→ Work required
Reproduce the following records exactly from the line containing "spot the person standing" onward, ending with the last line and including it.

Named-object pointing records
....
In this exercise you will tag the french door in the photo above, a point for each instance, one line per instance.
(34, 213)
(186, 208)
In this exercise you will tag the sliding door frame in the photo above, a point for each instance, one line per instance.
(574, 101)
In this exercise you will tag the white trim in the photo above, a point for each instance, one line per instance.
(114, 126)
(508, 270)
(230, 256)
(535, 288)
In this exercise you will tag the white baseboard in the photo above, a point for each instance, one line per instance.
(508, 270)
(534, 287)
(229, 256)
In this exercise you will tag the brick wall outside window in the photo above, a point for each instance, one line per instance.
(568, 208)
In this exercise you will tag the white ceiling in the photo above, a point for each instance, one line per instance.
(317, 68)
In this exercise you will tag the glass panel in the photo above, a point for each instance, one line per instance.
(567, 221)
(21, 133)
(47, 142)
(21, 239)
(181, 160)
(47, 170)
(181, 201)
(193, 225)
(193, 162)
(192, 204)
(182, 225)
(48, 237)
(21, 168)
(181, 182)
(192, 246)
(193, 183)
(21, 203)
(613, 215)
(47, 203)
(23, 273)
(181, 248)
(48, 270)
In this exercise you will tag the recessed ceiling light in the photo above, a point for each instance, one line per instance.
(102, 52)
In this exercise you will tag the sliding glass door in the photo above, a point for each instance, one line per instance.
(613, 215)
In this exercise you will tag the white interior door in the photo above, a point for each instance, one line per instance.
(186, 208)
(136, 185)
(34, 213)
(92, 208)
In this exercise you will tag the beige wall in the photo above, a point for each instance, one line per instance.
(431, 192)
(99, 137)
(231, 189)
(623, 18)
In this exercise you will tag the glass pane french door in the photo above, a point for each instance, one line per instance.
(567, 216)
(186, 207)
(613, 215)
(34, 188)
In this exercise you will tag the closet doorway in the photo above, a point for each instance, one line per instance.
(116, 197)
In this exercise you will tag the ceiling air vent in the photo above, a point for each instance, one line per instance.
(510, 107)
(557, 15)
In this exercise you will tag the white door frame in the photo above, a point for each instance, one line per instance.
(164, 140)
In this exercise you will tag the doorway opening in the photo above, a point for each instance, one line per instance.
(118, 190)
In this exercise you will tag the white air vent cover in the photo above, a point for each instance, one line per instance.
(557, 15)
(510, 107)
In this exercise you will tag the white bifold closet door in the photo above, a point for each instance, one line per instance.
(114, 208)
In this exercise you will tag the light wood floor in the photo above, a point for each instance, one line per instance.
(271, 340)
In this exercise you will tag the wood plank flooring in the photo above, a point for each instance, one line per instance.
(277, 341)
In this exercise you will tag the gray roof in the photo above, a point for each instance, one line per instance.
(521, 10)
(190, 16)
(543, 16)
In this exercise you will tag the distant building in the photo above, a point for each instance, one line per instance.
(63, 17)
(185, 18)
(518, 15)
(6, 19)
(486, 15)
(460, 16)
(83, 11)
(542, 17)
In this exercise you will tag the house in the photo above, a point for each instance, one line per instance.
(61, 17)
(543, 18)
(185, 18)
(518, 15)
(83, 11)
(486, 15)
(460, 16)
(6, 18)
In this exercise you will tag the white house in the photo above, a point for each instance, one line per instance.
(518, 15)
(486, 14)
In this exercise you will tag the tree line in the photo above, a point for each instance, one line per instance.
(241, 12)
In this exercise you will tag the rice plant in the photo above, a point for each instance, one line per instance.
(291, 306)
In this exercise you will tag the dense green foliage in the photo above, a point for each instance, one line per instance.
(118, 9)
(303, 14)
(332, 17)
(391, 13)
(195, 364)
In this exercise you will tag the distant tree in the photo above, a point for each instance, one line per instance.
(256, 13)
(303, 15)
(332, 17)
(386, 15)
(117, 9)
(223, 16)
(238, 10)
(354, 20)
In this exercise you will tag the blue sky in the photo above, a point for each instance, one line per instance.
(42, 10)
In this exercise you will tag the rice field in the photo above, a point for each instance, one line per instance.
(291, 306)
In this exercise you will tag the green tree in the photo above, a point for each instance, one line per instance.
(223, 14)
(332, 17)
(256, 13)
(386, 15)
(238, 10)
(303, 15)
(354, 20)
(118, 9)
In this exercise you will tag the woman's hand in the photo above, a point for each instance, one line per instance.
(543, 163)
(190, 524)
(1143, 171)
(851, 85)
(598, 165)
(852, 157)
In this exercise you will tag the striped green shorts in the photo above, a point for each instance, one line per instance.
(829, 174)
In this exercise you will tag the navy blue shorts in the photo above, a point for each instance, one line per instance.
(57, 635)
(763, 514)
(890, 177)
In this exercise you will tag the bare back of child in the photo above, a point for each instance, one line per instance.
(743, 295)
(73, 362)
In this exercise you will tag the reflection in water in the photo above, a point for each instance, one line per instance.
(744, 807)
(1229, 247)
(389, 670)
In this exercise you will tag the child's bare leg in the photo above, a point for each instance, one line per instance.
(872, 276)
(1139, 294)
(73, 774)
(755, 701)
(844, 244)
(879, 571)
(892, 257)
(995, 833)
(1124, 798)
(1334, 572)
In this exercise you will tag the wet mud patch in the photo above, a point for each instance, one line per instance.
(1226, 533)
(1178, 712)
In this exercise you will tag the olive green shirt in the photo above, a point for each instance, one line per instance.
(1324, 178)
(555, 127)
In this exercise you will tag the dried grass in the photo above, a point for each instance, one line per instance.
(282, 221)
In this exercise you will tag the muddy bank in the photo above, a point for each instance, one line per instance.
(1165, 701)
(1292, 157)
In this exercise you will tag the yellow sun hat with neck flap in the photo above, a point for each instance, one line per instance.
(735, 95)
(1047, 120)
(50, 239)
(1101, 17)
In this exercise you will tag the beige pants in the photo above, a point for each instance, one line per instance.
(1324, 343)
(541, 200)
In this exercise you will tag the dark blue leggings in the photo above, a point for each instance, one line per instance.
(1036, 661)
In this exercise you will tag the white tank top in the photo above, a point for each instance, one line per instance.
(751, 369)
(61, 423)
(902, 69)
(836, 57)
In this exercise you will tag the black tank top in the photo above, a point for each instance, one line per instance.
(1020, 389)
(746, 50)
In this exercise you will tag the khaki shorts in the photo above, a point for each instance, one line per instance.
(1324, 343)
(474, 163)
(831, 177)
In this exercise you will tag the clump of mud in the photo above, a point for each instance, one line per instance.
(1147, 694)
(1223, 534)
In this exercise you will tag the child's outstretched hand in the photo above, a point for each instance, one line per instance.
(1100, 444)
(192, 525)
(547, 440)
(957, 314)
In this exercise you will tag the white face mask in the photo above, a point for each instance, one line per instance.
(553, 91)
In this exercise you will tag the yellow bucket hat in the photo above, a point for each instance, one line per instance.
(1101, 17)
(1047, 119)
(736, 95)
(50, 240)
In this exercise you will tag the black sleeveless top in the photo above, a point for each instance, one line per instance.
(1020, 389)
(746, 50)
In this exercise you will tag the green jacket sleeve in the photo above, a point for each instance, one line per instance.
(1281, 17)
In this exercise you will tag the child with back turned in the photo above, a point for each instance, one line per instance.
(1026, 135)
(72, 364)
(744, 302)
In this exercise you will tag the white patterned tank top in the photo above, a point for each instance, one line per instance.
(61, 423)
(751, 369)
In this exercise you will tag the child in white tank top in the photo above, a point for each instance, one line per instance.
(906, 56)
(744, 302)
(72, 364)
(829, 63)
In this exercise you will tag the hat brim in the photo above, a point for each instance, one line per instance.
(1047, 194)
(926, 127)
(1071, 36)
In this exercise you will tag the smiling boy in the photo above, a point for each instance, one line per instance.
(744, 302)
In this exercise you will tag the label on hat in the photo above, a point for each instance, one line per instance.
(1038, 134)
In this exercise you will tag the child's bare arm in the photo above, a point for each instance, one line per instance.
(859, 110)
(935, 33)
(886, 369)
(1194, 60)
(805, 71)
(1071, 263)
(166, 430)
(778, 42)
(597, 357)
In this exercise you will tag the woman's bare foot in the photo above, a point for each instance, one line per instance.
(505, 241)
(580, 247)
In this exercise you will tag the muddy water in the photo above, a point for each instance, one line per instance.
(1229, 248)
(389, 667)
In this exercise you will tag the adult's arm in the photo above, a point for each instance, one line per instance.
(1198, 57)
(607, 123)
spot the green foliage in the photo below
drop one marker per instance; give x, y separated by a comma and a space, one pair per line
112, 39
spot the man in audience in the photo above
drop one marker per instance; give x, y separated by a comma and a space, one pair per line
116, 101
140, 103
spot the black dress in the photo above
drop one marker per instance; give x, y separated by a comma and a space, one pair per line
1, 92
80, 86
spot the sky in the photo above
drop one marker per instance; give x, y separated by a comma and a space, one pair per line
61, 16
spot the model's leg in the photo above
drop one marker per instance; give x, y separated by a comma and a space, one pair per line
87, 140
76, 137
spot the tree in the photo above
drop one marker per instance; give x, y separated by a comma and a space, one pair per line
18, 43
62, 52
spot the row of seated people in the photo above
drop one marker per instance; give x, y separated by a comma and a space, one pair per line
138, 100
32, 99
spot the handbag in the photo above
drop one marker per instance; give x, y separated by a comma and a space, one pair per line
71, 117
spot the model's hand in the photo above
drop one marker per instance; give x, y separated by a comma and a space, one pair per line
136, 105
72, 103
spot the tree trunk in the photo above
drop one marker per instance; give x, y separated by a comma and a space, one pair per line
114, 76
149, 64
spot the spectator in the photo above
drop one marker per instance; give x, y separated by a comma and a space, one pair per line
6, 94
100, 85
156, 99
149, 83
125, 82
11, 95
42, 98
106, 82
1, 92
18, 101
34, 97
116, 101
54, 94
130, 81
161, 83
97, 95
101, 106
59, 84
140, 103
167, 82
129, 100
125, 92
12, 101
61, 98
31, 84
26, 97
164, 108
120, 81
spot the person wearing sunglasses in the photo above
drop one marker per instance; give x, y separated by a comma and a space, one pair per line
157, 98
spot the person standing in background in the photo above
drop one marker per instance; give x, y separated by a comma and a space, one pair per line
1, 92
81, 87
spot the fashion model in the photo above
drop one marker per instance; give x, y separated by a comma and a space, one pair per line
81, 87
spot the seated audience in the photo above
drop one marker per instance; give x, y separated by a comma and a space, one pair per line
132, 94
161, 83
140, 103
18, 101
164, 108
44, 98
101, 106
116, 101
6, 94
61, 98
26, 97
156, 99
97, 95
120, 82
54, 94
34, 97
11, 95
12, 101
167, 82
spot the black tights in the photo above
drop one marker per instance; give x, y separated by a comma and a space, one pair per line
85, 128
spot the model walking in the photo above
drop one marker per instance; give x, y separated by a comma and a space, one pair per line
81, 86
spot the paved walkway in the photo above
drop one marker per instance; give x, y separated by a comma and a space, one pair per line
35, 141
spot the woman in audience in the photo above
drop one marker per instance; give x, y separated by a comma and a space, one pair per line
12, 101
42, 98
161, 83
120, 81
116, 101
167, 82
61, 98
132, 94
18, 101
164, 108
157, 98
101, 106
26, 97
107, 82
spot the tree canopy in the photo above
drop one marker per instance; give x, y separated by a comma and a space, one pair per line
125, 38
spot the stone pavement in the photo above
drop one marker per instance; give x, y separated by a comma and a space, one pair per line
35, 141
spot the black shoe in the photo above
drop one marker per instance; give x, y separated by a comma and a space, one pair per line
....
→ Full response
spot the person standing in background in the photo above
drop one marker per instance; give x, y separated by a comma and a space, one pair per line
1, 92
81, 87
spot the fashion model in the photo above
drop one marker per instance; give x, y separated by a comma and a space, one pair per line
81, 87
spot the seated audience in the photo above
drop one marker per instance; give x, y separated by a comma and a space, one pair per line
132, 94
161, 83
140, 103
18, 101
164, 108
44, 98
101, 106
116, 101
6, 94
61, 98
26, 97
156, 99
97, 95
120, 82
54, 94
34, 97
11, 95
12, 101
167, 82
spot the black tights in the photo above
drop one marker per instance; give x, y separated by a comma and a space, one pair per line
85, 128
spot the model walking in the photo above
drop one marker per instance; give x, y separated by a comma and a space, one pair per line
81, 86
spot the paved walkway in the photo above
drop one marker per instance; give x, y separated by a comma and a space, one pair per line
35, 141
spot the woman in audience in the photo above
drop one marker per instance; give x, y separated by a comma and a space, one pair per line
12, 101
42, 98
161, 83
120, 81
116, 101
167, 82
61, 98
132, 94
18, 101
164, 108
157, 98
101, 106
26, 97
107, 82
spot the tree canopy in the photo above
drop one marker per instance; give x, y separated by a comma and a space, one pair per line
125, 38
spot the stone pavement in the photo above
drop one marker per instance; give x, y separated by a comma and a space, one pair per line
35, 141
spot the black shoe in the photo above
drop one marker per instance; give x, y separated by a comma and a space, one pair per line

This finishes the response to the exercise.